Copy out the records below word for word, omitting the pictures.

___ Data excerpts

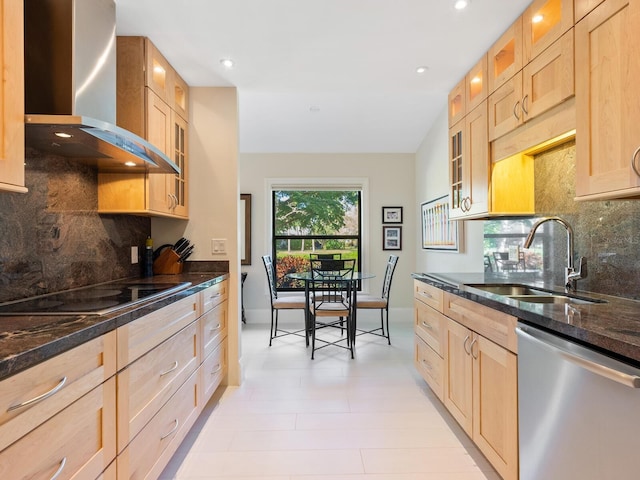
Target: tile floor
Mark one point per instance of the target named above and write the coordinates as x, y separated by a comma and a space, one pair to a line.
327, 419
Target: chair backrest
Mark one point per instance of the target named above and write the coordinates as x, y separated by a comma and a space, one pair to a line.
331, 280
388, 276
325, 256
271, 276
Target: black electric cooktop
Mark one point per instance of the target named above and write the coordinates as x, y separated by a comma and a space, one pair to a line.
94, 300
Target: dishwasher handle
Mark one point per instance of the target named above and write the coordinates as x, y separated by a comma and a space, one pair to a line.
591, 364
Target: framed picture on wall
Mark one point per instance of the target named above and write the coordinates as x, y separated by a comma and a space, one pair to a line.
438, 231
391, 238
391, 214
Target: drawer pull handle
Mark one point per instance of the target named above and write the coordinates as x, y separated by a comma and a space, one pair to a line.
39, 398
173, 430
175, 365
63, 462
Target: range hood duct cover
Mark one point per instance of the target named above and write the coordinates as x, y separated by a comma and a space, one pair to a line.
70, 88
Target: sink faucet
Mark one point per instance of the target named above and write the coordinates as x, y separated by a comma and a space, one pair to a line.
571, 274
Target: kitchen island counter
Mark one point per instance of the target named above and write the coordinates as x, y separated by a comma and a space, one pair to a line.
612, 327
26, 340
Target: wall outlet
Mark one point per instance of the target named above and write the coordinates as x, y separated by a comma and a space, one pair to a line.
218, 246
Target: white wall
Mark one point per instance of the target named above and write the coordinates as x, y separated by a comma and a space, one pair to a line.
214, 195
391, 183
432, 181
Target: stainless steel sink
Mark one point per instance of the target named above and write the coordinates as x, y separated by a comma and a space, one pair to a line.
525, 293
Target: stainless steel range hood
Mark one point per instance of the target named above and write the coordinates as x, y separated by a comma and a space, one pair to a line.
70, 88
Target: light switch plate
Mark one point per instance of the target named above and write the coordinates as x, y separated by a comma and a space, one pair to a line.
218, 246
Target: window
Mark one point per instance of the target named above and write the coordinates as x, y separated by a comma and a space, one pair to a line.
314, 221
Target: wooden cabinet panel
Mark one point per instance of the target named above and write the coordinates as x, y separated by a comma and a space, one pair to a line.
495, 405
80, 441
66, 378
544, 22
11, 96
607, 101
430, 365
429, 326
148, 453
549, 79
212, 371
505, 57
458, 393
138, 337
147, 384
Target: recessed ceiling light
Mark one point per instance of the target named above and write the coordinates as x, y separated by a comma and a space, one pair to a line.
227, 63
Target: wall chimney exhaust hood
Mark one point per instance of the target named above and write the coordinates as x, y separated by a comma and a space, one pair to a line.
70, 88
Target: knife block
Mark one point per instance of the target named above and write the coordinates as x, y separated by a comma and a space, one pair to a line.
167, 263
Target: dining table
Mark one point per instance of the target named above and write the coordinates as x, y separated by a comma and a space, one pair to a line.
307, 278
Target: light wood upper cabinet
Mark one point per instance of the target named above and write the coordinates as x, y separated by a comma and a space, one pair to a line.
505, 56
152, 103
457, 102
608, 101
469, 165
546, 81
11, 96
543, 23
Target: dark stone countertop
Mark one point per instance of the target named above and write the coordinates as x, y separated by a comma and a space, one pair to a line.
612, 328
28, 340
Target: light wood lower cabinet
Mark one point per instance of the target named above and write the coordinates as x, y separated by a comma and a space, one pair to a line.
467, 354
78, 442
150, 451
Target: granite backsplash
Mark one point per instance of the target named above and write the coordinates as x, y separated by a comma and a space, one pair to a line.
53, 238
606, 232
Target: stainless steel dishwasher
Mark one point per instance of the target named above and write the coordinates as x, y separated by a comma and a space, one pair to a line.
578, 411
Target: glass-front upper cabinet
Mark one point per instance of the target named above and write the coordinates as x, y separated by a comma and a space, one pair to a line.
543, 23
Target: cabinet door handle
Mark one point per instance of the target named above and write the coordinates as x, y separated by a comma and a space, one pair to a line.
515, 113
633, 161
177, 423
464, 345
171, 369
475, 340
63, 462
524, 104
39, 398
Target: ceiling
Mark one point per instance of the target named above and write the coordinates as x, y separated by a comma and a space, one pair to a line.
324, 76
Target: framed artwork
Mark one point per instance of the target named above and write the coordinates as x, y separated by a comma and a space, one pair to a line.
391, 214
245, 228
391, 238
438, 231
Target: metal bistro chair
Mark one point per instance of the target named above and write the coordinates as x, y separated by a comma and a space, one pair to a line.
331, 290
289, 302
370, 302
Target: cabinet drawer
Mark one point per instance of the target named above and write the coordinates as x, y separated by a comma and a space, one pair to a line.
214, 295
214, 327
428, 294
430, 365
148, 453
429, 326
147, 384
138, 337
58, 381
492, 324
213, 370
79, 442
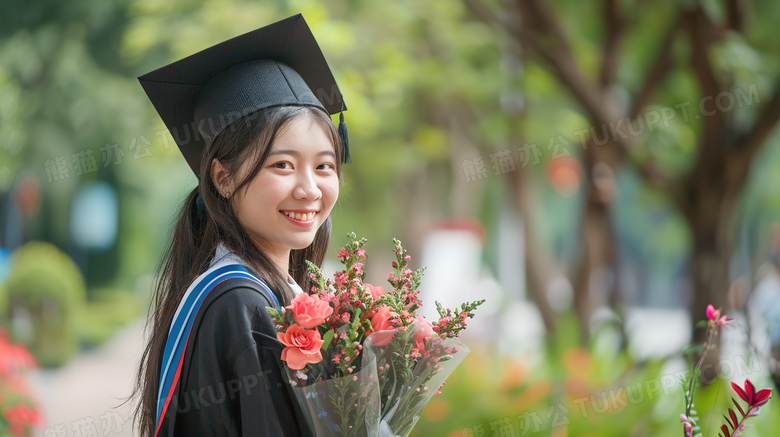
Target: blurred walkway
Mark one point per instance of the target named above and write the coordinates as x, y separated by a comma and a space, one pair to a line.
79, 399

______

**Worked solution:**
Target: tile floor
Mark one point per instance of the target named above and write the coordinates as x, y separated by a comma and a space, one pair to a line.
327, 419
Target: chair backrest
Mark one point per instance of the target named above and write the coordinates as x, y separated by a comma and a space, one pair to a line.
331, 280
388, 276
325, 256
271, 276
Target: black electric cooktop
Mark one point per instance of the target named above and write the coordinates as x, y separated by a comma and a space, one pair to a line.
94, 300
Target: dishwasher handle
Mark one point per instance of the target named above and write the coordinates as x, y separated by a comma and a space, one pair to a line.
591, 364
Target: framed picture on wall
Mark one point per instance of the target named above and write the coordinates as x, y separated by a comma and a space, one pair to a line.
438, 231
391, 238
391, 214
Target: drawer pull handle
Mark one point per instance of the target named above and write the coordinates as x, y separated by a comma and a space, one pair to a line.
39, 398
173, 430
175, 365
63, 462
Target: range hood duct cover
Mark one point per instance of the target named above and write the coordinates as x, y separated by a comma and a space, one pair to a line.
70, 88
Target: sink faucet
Mark one point per instance of the target named above and write the coordinates as x, y separated by a comma and a space, one pair to a line.
571, 274
Target: kitchen island counter
Mark one point per instance of the target named above and write the coordinates as x, y separated by a comma and a space, one pair to a line.
612, 327
26, 340
Target: wall outlet
Mark one point per instance of the target named above and write the coordinates as x, y separated by a comma and a space, one pair to a line.
218, 246
Target: white wall
Mark one point per instance of the target named above and write the coordinates as x, y separated by a comma and a space, one pair to a line.
214, 195
391, 183
432, 181
Target: stainless steel sink
Mark one point per instance of the target named above and write the coordinates as x, y separated by a comma and a space, one pair to a line.
525, 293
Target: stainless steel range hood
Mark one point per instance of the target named above and write the coordinates as x, y separated by a comma and a space, one pair to a line.
70, 88
Target: light switch plate
Mark one point per instance of the target named above and write the coordinates as x, y separated by a comma and a space, one pair to a line.
218, 246
Target: window
Mark one point per instance of the target named above and write the coordinates as x, y separated by a comma and a space, one pair to a line.
314, 221
Target: wooden cabinet panel
Mark one point per instance of the target named above and write the coordinates as x, y separated by a comma and a space, one pair to a line.
495, 405
80, 441
66, 378
544, 22
11, 96
607, 101
430, 365
429, 326
148, 453
549, 79
212, 371
505, 57
458, 393
138, 337
147, 384
Target: recessed ceiling light
Mark one point per instance of the target named above and write the coordinates as x, y separated by a comma and a space, one pair to a line.
227, 63
Target: wall chimney exhaust hood
Mark one point per instance of the target named above and write the coordinates as x, y separated by a comma and a space, one pair to a line.
70, 88
Target: knife block
Mark one point per instance of the target named above and write the coordinates as x, y separated by a comma and a space, one pair to a line.
167, 263
Target: dining table
Mark one point per instance of the target named above and write the coordinates as x, y separated by a comma and a space, one pair to a line.
307, 278
Target: light wood upper cabinet
Mark one point per instance of the target named above and write the coordinates as x, y separated by a comma and a space, one pair to a line.
505, 56
152, 103
457, 102
608, 101
469, 165
546, 81
11, 96
543, 23
Target: dark stone countertop
Mark one point per instance of the target named above and write the coordinates as x, y separated by a comma and a space, one pair to a line.
612, 328
28, 340
Target: light wood lower cabinet
Mark one point per instance of the target named above and write the coordinates as x, y separated by a comma and a space, one pair to a line.
467, 354
78, 442
150, 451
Target: granite backsplash
Mark one point per instance of the target named above and write the coordinates as x, y separated by a comma and a space, one pair to a line.
53, 238
606, 232
Target: stainless steel dishwasher
Mark one point per instance of the target named above and write the coordinates as x, y separated by a comma and a space, one pair to a line.
578, 411
Target: glass-front upper cabinet
Mark one point per instance of the target named above and write the coordinates as x, y separated by a comma and a space, one pair to a line.
543, 23
Target: cabinet door handle
Mark one point per instance of the target named above and write the coordinates as x, y separated by a comma and a space, one pair to a line.
515, 113
633, 161
177, 423
464, 345
171, 369
475, 340
63, 462
524, 104
39, 398
Target: ceiling
Mark one point per instance of the target named above and write the coordinates as x, y separated by a comma and a space, one pair to a line.
324, 76
Target: framed artwork
Mark one point per instance of the target named above and write the coordinates as x, y separated by a comma and a space, one pair to a line.
391, 214
245, 228
391, 238
438, 231
Target: metal bistro chair
Mark one point per instance of the target named above and write the coordinates as x, y separated by a comma and a space, one pair to a line.
331, 290
289, 302
370, 302
Target: cabinet drawer
Mark one point per instance of the target named above and write the coordinates as x, y separated by a comma and a space, one pair to a line.
214, 295
214, 327
428, 294
430, 365
148, 453
429, 326
147, 384
138, 337
58, 381
492, 324
213, 370
79, 442
Target: blurred walkway
Mark one point per instance of the target named above and write the coordinates as x, y separated by a comma and a space, one pair to a line.
79, 399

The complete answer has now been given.